● Object point labels:
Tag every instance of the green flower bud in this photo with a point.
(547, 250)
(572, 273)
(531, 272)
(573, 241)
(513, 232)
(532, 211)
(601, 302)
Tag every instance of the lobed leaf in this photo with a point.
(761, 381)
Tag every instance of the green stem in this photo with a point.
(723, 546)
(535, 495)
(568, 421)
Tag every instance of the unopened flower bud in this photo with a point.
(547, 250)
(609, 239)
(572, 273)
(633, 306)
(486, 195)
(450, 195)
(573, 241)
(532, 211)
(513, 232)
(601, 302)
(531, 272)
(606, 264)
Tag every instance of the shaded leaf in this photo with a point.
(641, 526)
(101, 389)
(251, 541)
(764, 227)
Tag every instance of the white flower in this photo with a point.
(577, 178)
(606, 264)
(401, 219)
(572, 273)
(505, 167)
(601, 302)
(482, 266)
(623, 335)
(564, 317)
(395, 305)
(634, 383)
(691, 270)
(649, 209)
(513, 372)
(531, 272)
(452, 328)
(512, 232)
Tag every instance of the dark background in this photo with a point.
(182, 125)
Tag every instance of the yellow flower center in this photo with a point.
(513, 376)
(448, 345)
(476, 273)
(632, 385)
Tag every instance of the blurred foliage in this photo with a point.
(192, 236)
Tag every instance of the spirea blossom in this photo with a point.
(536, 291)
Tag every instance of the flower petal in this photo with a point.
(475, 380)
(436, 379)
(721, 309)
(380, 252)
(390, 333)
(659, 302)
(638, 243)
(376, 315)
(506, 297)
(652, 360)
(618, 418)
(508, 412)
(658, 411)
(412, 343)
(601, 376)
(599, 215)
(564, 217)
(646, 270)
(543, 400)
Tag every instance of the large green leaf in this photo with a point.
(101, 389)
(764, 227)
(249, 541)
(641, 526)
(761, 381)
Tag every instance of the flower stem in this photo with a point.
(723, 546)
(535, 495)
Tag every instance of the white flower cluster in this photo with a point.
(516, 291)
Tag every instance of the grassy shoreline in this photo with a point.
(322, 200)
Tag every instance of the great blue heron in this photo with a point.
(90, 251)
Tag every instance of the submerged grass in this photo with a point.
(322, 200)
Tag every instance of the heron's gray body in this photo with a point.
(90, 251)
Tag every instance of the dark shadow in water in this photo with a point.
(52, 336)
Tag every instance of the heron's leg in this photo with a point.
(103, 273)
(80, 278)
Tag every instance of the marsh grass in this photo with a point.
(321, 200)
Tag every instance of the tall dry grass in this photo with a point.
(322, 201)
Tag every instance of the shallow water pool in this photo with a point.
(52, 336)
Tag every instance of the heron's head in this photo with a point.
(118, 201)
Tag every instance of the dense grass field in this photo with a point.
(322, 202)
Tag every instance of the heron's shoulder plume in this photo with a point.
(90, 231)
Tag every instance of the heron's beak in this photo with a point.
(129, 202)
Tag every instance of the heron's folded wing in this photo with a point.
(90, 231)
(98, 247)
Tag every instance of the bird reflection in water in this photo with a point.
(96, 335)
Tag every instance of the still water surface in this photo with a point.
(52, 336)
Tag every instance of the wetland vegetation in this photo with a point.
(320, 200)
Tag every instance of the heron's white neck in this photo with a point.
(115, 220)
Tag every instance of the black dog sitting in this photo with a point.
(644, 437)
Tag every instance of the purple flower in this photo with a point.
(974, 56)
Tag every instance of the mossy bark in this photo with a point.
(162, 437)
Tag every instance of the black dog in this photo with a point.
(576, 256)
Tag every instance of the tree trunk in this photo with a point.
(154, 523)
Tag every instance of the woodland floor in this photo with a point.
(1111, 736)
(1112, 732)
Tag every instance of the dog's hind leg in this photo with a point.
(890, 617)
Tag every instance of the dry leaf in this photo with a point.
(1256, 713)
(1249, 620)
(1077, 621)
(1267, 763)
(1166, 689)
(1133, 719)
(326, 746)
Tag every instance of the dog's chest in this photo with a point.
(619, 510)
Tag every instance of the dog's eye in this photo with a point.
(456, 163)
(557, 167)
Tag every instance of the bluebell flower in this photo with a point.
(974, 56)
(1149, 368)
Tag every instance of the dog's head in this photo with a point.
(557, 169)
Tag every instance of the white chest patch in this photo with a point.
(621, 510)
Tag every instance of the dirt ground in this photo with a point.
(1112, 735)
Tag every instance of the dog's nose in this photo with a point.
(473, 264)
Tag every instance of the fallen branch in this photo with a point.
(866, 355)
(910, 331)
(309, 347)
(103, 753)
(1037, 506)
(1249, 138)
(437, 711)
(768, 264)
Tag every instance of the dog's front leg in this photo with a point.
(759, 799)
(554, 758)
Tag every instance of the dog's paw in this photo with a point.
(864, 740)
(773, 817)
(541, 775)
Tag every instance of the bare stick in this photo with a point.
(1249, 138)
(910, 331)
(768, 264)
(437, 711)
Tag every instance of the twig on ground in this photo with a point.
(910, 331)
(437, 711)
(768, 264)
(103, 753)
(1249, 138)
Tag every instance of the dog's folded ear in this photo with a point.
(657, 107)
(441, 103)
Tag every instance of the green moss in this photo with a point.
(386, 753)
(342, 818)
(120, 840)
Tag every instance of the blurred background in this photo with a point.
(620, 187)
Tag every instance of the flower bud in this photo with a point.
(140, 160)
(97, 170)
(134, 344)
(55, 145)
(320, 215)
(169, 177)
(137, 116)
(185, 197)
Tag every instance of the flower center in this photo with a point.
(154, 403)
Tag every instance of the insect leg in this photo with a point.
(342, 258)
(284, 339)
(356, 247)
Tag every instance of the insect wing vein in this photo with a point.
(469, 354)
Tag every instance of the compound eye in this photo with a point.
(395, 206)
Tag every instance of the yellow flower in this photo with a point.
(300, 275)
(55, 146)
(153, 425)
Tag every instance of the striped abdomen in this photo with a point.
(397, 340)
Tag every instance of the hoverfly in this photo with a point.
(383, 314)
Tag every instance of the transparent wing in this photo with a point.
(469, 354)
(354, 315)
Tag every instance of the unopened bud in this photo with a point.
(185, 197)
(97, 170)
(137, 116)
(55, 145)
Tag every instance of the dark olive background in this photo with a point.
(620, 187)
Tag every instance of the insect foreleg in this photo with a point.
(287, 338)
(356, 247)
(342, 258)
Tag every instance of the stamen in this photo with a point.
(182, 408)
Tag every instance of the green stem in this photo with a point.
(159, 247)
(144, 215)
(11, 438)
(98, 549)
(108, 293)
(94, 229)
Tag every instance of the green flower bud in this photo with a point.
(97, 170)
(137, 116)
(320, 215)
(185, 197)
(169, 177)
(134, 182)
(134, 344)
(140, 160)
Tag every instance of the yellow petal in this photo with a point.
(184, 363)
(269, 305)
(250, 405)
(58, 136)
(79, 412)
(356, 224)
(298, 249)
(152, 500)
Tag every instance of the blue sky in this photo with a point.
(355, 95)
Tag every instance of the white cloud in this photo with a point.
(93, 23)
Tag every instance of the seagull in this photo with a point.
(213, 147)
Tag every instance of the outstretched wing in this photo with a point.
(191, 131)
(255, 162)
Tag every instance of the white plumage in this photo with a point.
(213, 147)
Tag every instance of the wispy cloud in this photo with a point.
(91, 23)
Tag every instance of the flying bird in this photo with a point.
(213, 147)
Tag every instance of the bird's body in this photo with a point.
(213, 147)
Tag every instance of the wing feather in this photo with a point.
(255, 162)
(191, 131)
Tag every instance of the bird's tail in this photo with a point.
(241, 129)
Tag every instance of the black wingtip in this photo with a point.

● EXERCISE PROMPT: Transcribe the whole listing with nothing added or left out.

● RIGHT ANSWER:
Tag every instance of the green flower bud in this photo with a point.
(547, 250)
(572, 273)
(531, 272)
(573, 241)
(513, 232)
(532, 211)
(601, 302)
Tag every instance of the lobed leaf in this photo with a point.
(761, 381)
Tag every instance of the green stem in this photo with a point.
(723, 546)
(535, 495)
(568, 421)
Tag every instance of the unopened flower bud in this photo with a point.
(547, 250)
(609, 239)
(572, 273)
(633, 306)
(486, 195)
(450, 195)
(573, 241)
(532, 211)
(513, 232)
(601, 302)
(531, 272)
(606, 264)
Tag every instance of the shaded leaf in this photo with a point.
(641, 526)
(101, 389)
(251, 541)
(764, 227)
Tag every instance of the white flower in this photo with a point.
(577, 178)
(606, 264)
(401, 219)
(572, 273)
(505, 167)
(601, 302)
(482, 266)
(623, 335)
(564, 317)
(395, 305)
(634, 383)
(691, 270)
(649, 209)
(513, 372)
(531, 272)
(452, 328)
(512, 232)
Tag every instance of the dark background in this photo with a point.
(182, 125)
Tag every instance of the yellow flower center in this photo with a point.
(513, 376)
(448, 345)
(476, 273)
(632, 385)
Tag every instance of the blurred foliage in this photo with a point.
(192, 236)
Tag every instance of the spirea blossom in this photo with a point.
(536, 291)
Tag every instance of the flower petal in this photo with a point.
(475, 380)
(436, 379)
(721, 309)
(380, 252)
(390, 333)
(659, 302)
(638, 243)
(376, 315)
(506, 297)
(652, 360)
(618, 418)
(508, 412)
(658, 411)
(412, 343)
(601, 376)
(599, 215)
(564, 217)
(646, 270)
(543, 400)
Tag every instance of the large green leaf in this photo with a point.
(101, 389)
(764, 227)
(249, 541)
(641, 526)
(761, 381)
Tag every instance of the flower stem in this photo with a point.
(723, 546)
(535, 495)
Tag every instance of the white flower cluster in this photo with a point.
(516, 291)
Tag every instance of the grassy shoreline in this photo with a point.
(322, 200)
Tag every instance of the great blue heron in this photo with a point.
(90, 251)
Tag every instance of the submerged grass in this photo with a point.
(322, 200)
Tag every instance of the heron's gray body in this photo with a point.
(90, 251)
Tag every instance of the dark shadow in water in this photo with a point.
(52, 336)
Tag every instance of the heron's leg in this photo with a point.
(103, 273)
(80, 278)
Tag every instance of the marsh grass in this photo with a point.
(321, 200)
Tag every instance of the tall dry grass in this photo with a point.
(322, 201)
Tag every instance of the shallow water pool in this photo with a point.
(52, 336)
Tag every instance of the heron's head in this photo with a point.
(118, 201)
Tag every instance of the dense grass field in this photo with a point.
(322, 202)
Tag every instance of the heron's shoulder plume in this photo with a point.
(90, 231)
Tag every instance of the heron's beak in this photo with a point.
(129, 202)
Tag every instance of the heron's folded wing in this photo with a point.
(90, 231)
(98, 247)
Tag every instance of the bird reflection in water in this photo with a point.
(96, 335)
Tag every instance of the still water surface in this photo with a point.
(52, 336)
Tag every instance of the wetland vegetation in this photo with a point.
(320, 200)
Tag every instance of the heron's white neck in this photo with a point.
(115, 220)
Tag every instance of the black dog sitting in this photo with a point.
(644, 437)
Tag every instance of the purple flower in this photo with a point.
(974, 56)
Tag every instance of the mossy bark in this photo with a point.
(162, 437)
Tag every instance of the black dog in this photo with a point.
(576, 256)
Tag every instance of the tree trunk in this photo with a point.
(154, 523)
Tag every instance of the woodland floor in this photo with a point.
(1111, 736)
(1112, 732)
Tag every instance of the dog's hind leg in this photo with a point.
(890, 617)
Tag every instance of the dry leaf in this photo with a point.
(1256, 713)
(1249, 620)
(1077, 621)
(1267, 763)
(1166, 689)
(1133, 719)
(326, 746)
Tag every instance of the dog's chest in this photo with a point.
(619, 510)
Tag every instance of the dog's eye in this photo with a point.
(456, 163)
(557, 167)
Tag every instance of the bluebell flower in this photo with a point.
(974, 56)
(1149, 368)
Tag every instance of the dog's head in this photo with a point.
(557, 169)
Tag every instance of the white chest patch in this photo with a point.
(621, 510)
Tag every instance of the dirt ground in this photo with a point.
(1112, 735)
Tag every instance of the dog's nose in this photo with a point.
(473, 264)
Tag every instance of the fallen branch in this photo with a point.
(866, 355)
(910, 331)
(309, 347)
(103, 753)
(1037, 506)
(1249, 138)
(437, 711)
(768, 264)
Tag every instance of the dog's front leg in this photo with a point.
(759, 799)
(554, 758)
Tag every instance of the dog's paw in this photo with a point.
(864, 740)
(773, 817)
(541, 775)
Tag every instance of the bare stick in this photo with a point.
(1249, 138)
(910, 331)
(768, 264)
(437, 711)
Tag every instance of the twig on ground in this photo with a point.
(910, 331)
(437, 711)
(768, 264)
(103, 753)
(1249, 138)
Tag every instance of the dog's folded ear in this photo with a point.
(657, 107)
(441, 103)
Tag every instance of the green moss in this photo with a point.
(386, 753)
(342, 818)
(120, 840)
Tag every instance of the blurred background in this photo with a point.
(620, 187)
Tag every instance of the flower bud in this photo with a point.
(140, 160)
(97, 170)
(134, 344)
(55, 145)
(320, 215)
(169, 177)
(137, 116)
(185, 197)
Tag every instance of the flower center in this photo with a point.
(154, 403)
Tag every instance of the insect leg in this photo with a point.
(342, 258)
(284, 339)
(356, 247)
Tag every instance of the insect wing vein in this photo with a point.
(469, 354)
Tag every instance of the compound eye in this photo with a point.
(395, 206)
Tag every instance of the yellow flower in this photo with a point.
(300, 275)
(55, 146)
(153, 425)
Tag every instance of the striped abdomen in this photo with a point.
(397, 340)
Tag every instance of the hoverfly in this photo with a point.
(383, 314)
Tag every instance of the transparent wing in this photo with a point.
(469, 354)
(354, 315)
Tag every instance of the unopened bud in this photo with a point.
(185, 197)
(97, 170)
(137, 116)
(55, 145)
Tag every instance of the dark olive background in this photo with a point.
(620, 187)
Tag every instance of the insect foreleg in this photo with a point.
(287, 338)
(356, 247)
(342, 258)
Tag every instance of the stamen in this photo with a point.
(182, 408)
Tag every instance of the green stem in this photo with a point.
(159, 247)
(144, 215)
(11, 438)
(98, 549)
(108, 293)
(94, 229)
Tag every instance of the green flower bud in this photo with a point.
(97, 170)
(137, 116)
(320, 215)
(185, 197)
(169, 177)
(134, 182)
(134, 344)
(140, 160)
Tag every instance of the yellow petal in this photo with a point.
(184, 363)
(269, 305)
(250, 405)
(58, 136)
(79, 412)
(356, 224)
(298, 249)
(152, 500)
Tag every instance of the blue sky in this photo with a point.
(355, 95)
Tag every instance of the white cloud in this photo with a point.
(93, 23)
Tag every instance of the seagull in this photo with a point.
(213, 147)
Tag every instance of the outstretched wing in this photo with a point.
(191, 131)
(255, 162)
Tag every instance of the white plumage in this photo with a point.
(213, 147)
Tag every instance of the wispy cloud in this photo with a point.
(91, 23)
Tag every instance of the flying bird in this photo with a point.
(213, 147)
Tag every instance of the bird's body in this photo with a point.
(213, 147)
Tag every instance of the wing feather in this photo with a point.
(255, 162)
(191, 131)
Tag every instance of the bird's tail in this photo with a point.
(241, 129)
Tag every instance of the black wingtip in this photo with a point.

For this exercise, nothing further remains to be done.